§ WORK TO COMPLETE: Copy out each line of the entries where the word "leaf" is present.

****************************************

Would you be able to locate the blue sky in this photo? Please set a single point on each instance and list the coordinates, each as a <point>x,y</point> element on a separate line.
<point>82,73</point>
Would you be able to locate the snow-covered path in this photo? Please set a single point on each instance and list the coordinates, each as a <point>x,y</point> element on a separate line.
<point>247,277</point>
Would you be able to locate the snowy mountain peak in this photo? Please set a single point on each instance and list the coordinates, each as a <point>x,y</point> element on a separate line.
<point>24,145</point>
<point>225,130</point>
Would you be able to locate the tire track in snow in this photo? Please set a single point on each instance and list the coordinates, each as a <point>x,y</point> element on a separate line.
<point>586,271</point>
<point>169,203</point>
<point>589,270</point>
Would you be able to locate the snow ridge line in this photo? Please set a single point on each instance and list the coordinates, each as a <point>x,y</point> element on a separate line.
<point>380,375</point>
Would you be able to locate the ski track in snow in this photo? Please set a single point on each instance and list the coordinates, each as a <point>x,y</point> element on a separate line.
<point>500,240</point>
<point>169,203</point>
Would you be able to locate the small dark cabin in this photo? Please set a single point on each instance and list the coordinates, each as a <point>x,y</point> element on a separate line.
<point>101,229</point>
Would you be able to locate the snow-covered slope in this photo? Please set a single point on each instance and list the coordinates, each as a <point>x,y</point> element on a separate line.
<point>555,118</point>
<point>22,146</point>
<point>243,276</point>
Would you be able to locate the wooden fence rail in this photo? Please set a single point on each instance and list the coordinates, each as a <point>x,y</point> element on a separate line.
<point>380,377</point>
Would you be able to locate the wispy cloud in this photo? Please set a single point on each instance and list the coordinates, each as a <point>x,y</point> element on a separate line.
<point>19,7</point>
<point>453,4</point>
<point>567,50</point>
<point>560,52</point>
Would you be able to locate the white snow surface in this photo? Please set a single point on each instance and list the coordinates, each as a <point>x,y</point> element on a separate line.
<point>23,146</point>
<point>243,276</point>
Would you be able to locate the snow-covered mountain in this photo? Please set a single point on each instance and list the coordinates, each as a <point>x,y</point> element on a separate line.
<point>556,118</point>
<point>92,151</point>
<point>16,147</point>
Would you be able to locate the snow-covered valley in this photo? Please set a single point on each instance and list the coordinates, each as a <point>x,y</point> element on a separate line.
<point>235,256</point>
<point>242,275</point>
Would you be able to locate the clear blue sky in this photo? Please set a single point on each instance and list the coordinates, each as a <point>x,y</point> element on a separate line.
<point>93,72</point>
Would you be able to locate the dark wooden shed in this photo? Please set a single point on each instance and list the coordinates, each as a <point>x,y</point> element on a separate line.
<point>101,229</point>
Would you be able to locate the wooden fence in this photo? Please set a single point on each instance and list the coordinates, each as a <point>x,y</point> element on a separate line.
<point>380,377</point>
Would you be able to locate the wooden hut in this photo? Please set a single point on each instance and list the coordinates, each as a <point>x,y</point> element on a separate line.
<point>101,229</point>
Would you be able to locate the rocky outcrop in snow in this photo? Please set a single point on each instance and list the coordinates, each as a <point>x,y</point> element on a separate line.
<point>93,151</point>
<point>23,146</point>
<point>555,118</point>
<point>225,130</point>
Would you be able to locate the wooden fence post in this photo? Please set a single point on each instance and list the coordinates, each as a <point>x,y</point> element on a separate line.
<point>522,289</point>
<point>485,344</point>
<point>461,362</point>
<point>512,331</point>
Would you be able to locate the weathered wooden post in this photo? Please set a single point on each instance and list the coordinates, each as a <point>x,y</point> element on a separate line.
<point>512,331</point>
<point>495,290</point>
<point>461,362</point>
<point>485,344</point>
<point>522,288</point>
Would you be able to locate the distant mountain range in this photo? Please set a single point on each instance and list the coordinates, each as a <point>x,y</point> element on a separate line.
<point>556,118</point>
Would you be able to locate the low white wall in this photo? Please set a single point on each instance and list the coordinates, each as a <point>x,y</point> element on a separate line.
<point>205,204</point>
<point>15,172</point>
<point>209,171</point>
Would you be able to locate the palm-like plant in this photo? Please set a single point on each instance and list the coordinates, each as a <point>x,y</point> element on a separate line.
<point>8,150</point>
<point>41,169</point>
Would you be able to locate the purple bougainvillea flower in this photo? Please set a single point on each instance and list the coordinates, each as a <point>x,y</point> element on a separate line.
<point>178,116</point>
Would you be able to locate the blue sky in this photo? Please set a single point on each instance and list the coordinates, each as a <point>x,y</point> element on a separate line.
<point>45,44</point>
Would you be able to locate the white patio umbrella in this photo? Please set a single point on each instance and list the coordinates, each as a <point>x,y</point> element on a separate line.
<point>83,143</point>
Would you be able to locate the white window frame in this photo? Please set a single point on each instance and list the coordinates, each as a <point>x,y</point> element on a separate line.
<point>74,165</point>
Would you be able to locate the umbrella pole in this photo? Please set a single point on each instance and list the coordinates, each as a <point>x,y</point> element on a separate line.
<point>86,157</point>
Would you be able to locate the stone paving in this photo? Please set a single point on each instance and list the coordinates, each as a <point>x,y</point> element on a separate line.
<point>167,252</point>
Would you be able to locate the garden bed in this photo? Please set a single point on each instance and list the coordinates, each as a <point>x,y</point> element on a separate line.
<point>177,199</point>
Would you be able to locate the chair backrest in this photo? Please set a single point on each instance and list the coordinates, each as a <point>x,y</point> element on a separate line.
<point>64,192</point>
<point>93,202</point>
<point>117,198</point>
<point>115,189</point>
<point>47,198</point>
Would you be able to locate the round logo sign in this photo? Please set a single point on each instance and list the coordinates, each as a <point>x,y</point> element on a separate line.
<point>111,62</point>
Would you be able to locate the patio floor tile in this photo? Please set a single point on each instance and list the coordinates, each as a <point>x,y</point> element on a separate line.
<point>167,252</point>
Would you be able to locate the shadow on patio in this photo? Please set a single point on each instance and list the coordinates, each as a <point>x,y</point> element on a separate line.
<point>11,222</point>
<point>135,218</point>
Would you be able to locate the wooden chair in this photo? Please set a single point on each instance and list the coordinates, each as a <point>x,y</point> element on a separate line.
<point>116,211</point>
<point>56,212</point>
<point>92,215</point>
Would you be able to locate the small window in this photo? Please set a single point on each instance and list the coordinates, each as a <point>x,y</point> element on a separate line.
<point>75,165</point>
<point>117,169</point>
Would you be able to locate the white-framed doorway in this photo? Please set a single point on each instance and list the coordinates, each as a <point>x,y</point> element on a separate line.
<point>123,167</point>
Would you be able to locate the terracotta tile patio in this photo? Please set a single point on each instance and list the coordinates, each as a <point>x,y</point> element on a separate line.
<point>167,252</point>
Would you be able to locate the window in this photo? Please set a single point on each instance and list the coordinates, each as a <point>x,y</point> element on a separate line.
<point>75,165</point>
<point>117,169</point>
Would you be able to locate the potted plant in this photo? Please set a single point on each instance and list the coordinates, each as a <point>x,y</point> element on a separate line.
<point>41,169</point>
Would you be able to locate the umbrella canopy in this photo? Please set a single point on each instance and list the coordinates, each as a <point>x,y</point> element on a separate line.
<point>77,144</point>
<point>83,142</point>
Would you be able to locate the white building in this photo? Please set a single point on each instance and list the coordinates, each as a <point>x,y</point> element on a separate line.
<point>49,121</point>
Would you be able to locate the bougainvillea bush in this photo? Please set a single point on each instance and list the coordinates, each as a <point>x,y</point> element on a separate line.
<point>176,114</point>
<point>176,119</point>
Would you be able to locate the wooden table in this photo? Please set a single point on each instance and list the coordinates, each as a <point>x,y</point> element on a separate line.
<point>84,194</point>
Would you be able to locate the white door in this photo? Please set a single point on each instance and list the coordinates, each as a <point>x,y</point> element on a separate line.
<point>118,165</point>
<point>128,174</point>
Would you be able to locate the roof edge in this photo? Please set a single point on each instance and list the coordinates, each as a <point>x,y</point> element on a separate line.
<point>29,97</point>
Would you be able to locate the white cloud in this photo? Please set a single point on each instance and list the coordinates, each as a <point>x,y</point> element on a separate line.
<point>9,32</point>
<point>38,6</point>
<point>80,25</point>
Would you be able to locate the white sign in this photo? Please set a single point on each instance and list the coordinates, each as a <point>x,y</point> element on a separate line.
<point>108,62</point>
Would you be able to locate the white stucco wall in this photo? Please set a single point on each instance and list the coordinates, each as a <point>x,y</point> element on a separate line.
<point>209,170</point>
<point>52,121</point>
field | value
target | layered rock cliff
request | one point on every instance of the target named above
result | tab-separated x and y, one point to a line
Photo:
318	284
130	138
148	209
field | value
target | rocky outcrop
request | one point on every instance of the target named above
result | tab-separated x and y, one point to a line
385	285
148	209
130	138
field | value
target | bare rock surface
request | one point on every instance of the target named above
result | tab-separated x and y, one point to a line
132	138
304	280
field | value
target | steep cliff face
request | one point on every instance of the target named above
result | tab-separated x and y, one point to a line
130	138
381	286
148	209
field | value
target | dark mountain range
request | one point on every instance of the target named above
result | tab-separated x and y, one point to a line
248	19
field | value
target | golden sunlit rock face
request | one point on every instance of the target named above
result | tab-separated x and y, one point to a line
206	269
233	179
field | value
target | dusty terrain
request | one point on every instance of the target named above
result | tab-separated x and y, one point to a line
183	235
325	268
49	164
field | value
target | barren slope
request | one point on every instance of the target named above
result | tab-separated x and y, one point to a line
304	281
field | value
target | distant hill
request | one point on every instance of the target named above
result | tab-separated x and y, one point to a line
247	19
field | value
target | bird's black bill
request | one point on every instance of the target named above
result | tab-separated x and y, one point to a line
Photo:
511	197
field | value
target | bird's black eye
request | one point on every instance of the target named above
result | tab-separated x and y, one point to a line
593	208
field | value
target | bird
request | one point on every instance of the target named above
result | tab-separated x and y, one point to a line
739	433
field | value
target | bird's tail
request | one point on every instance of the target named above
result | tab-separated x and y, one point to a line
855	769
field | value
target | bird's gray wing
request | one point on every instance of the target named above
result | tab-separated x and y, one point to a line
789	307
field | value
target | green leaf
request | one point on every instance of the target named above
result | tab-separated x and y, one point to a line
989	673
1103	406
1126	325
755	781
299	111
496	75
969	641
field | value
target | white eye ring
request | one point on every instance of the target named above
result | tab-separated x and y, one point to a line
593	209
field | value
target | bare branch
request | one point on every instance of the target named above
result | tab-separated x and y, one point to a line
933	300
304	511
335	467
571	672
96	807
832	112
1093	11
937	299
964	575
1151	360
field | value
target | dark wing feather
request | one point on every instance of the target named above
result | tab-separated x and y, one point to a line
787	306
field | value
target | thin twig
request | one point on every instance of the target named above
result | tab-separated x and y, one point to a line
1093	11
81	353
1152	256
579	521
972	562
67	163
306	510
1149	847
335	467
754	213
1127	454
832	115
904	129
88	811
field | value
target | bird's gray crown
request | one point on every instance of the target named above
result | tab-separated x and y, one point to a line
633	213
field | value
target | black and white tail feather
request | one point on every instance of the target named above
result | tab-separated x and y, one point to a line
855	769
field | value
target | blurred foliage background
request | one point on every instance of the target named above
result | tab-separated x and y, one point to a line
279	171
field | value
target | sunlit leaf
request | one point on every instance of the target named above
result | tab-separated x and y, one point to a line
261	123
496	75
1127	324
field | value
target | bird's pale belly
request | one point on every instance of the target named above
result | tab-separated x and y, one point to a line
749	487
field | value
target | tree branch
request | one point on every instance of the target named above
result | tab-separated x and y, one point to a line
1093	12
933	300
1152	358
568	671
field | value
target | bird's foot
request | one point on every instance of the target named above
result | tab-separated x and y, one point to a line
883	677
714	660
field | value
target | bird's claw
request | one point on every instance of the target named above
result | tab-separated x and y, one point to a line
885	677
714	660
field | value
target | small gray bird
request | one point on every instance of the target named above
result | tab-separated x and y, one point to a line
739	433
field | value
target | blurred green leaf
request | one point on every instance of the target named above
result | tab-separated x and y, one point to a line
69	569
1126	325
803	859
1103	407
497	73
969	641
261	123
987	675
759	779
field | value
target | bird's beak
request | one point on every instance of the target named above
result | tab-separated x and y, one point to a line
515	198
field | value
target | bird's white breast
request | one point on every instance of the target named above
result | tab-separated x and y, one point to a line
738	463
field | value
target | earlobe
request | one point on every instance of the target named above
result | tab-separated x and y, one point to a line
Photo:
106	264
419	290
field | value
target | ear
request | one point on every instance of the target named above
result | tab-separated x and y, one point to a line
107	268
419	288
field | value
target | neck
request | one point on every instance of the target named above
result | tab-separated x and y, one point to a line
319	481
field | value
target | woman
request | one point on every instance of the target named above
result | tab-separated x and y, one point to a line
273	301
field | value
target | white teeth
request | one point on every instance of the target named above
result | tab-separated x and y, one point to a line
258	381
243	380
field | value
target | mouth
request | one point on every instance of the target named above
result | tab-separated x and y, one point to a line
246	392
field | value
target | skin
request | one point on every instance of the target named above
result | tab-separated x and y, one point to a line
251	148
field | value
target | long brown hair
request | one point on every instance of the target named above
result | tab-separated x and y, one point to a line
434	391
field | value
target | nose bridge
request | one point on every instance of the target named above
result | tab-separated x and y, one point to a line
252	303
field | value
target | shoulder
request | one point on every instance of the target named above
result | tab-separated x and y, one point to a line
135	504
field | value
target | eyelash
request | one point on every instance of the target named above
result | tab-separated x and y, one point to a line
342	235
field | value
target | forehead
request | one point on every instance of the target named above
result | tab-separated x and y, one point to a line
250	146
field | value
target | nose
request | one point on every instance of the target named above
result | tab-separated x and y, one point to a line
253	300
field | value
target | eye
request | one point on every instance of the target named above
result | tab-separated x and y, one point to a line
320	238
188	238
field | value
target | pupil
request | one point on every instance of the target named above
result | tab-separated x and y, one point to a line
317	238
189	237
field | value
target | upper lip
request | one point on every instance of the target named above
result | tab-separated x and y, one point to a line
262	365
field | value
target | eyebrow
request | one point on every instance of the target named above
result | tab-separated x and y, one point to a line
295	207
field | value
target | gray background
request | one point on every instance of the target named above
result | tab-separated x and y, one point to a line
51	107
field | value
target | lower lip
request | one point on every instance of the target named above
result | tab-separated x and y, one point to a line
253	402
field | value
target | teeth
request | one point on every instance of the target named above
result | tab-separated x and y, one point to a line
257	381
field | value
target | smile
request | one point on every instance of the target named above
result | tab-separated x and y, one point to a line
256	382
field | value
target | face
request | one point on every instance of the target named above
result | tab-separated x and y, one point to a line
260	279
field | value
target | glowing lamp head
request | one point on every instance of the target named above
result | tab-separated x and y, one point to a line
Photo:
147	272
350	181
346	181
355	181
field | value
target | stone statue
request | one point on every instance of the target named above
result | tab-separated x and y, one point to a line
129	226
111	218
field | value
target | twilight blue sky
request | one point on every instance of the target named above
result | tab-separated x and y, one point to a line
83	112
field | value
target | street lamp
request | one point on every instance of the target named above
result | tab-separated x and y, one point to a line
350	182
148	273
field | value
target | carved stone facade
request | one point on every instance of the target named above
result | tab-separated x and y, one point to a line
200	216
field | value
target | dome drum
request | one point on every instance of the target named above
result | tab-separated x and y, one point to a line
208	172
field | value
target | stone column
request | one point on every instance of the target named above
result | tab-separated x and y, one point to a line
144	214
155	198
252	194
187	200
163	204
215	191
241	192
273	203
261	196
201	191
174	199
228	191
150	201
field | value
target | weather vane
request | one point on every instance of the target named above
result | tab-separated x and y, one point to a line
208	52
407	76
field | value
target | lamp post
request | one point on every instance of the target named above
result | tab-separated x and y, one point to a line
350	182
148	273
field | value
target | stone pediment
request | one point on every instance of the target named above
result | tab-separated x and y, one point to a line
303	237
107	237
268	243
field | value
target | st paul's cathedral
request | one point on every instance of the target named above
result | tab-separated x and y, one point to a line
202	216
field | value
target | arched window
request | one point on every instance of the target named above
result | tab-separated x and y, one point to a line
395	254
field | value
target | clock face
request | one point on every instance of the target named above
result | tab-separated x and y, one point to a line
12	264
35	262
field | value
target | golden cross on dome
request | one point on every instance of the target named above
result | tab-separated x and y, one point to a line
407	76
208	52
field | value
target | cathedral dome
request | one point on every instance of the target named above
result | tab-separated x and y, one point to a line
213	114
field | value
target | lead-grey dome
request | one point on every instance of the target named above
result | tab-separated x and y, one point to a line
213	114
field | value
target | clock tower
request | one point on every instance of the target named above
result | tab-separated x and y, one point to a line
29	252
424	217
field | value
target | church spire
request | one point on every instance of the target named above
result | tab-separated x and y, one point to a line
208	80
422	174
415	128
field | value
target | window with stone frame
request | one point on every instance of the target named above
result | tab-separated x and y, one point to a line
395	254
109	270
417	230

****************************************

§ ANSWER:
target | green leaf
target | sunlit leaf
target | blurred green leaf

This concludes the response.